In a time skip, Jaya grows up, marries young, is widowed and gets her PhD. In 1996, she decided to visit Ratnagiri and to visit the Collector's compound where Uma had lived.

Jaya then tracked down Dinu in Burma, where the Junta has taken over. We are given insight to what transpired after Dinu and Alison separated. Dinu had returned to Huay Zedi only to find that Dolly, Rajkumar and Manju had fled. The Japanese forces were being repelled in the area but a group of Indian soldiers who were allied with the Japanese were spotted nearby. Dinu was put forward to negotiate with the soldiers by virtue of his ethnicity. He comes across Kishan Singh, Arjun's batman, and eventually meets Arjun. Dinu tells Arjun about Alison's death, prompting Arjun to break down crying.

Later, Arjun is forced to execute Kishan when Kishan deserts his post. The allied forces eventually find and surround a depressed Arjun, requesting for his surender but Arjun, wanting to be shot to death, shoots at the allied forces until he is killed.

■ **Information provided**:
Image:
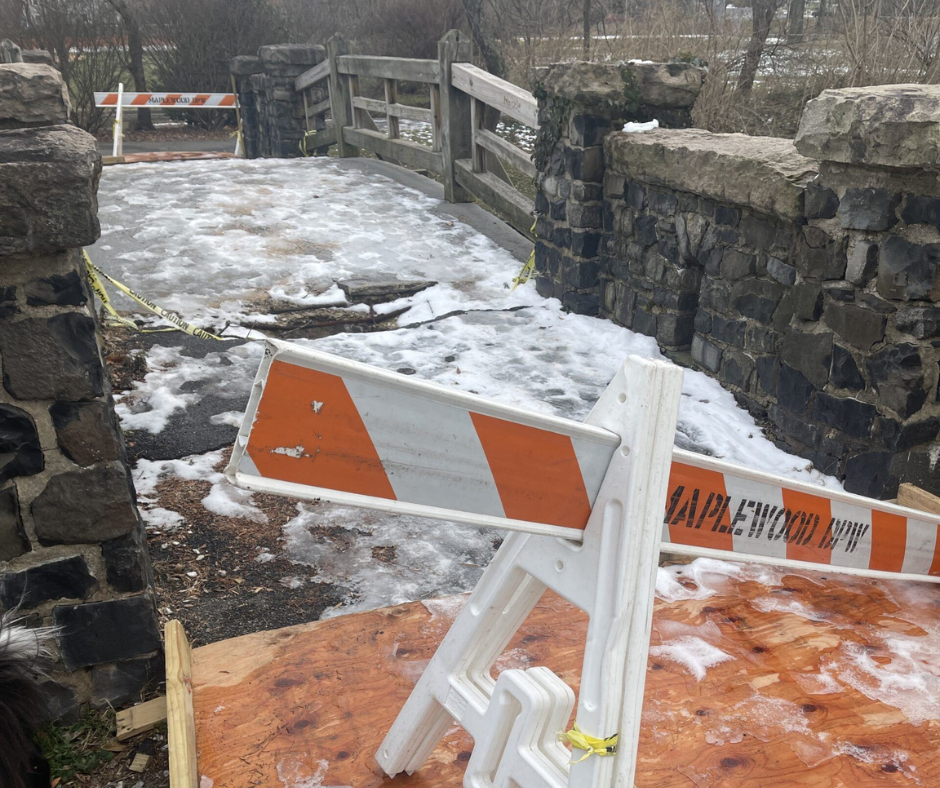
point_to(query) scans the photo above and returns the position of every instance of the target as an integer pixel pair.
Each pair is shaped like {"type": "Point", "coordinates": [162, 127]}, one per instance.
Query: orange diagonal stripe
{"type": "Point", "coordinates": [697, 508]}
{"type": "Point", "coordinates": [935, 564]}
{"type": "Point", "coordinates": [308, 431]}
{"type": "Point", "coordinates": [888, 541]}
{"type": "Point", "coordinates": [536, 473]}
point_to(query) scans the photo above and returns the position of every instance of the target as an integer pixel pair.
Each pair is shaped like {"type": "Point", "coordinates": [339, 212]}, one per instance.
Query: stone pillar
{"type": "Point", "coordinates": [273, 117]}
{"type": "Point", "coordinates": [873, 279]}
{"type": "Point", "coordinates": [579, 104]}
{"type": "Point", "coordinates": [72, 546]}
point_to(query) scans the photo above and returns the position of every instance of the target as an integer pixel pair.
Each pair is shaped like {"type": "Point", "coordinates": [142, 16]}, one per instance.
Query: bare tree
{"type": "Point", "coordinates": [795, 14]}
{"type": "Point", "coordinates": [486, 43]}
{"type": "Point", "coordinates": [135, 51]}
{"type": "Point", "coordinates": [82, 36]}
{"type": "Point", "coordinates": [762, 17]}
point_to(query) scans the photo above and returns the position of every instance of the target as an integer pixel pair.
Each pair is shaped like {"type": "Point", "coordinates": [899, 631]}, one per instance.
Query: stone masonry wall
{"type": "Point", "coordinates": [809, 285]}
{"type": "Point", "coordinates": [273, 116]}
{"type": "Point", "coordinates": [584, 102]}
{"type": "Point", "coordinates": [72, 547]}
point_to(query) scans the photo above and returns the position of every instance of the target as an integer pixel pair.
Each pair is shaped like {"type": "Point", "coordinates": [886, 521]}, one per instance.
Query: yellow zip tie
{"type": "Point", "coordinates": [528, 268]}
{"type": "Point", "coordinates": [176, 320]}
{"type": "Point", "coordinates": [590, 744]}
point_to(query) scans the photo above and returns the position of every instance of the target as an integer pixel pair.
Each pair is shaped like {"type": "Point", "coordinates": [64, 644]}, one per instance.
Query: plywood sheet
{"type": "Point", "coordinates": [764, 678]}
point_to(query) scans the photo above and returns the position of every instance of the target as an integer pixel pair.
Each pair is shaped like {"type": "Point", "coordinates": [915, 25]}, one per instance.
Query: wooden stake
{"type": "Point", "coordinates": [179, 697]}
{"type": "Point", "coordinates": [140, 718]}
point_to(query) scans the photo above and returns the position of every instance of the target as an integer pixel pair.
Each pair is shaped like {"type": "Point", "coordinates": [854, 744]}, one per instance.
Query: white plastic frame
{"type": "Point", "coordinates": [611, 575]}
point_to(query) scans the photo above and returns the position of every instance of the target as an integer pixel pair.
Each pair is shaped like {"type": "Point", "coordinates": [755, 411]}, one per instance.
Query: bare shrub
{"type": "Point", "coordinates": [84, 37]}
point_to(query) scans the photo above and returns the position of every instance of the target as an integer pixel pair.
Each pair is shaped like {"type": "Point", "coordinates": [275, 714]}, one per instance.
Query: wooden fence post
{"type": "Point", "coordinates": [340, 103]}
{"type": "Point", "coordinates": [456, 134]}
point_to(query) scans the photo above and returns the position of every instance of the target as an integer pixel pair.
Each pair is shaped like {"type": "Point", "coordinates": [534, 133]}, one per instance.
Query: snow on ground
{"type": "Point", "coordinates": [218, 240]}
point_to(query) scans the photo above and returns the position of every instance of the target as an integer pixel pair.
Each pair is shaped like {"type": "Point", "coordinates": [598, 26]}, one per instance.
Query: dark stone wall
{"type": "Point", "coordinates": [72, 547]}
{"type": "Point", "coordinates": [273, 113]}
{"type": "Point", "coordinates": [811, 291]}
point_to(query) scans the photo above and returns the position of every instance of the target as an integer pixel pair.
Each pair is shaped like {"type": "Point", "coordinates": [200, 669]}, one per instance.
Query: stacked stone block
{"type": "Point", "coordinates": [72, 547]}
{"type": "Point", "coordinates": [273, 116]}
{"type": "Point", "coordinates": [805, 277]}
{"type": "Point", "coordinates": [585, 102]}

■ **Your tasks**:
A: Do the following statements agree with the plot summary above? Answer yes or no for each and quote the deciding words. (i) In 1996, Jaya decided to visit Ratnagiri. (ii) When Dinu returned to Huay Zedi, Dolly, Rajkumar and Manju were still there. (iii) Kishan Singh served as Arjun's batman.
B: According to the plot summary above, why was Dinu put forward to negotiate with the Indian soldiers?

■ **Outputs in order**:
A:
(i) Yes: "In 1996, she decided to visit Ratnagiri"
(ii) No: "only to find that Dolly, Rajkumar and Manju had fled"
(iii) Yes: "Kishan Singh, Arjun's batman"

B: He was put forward by virtue of his ethnicity.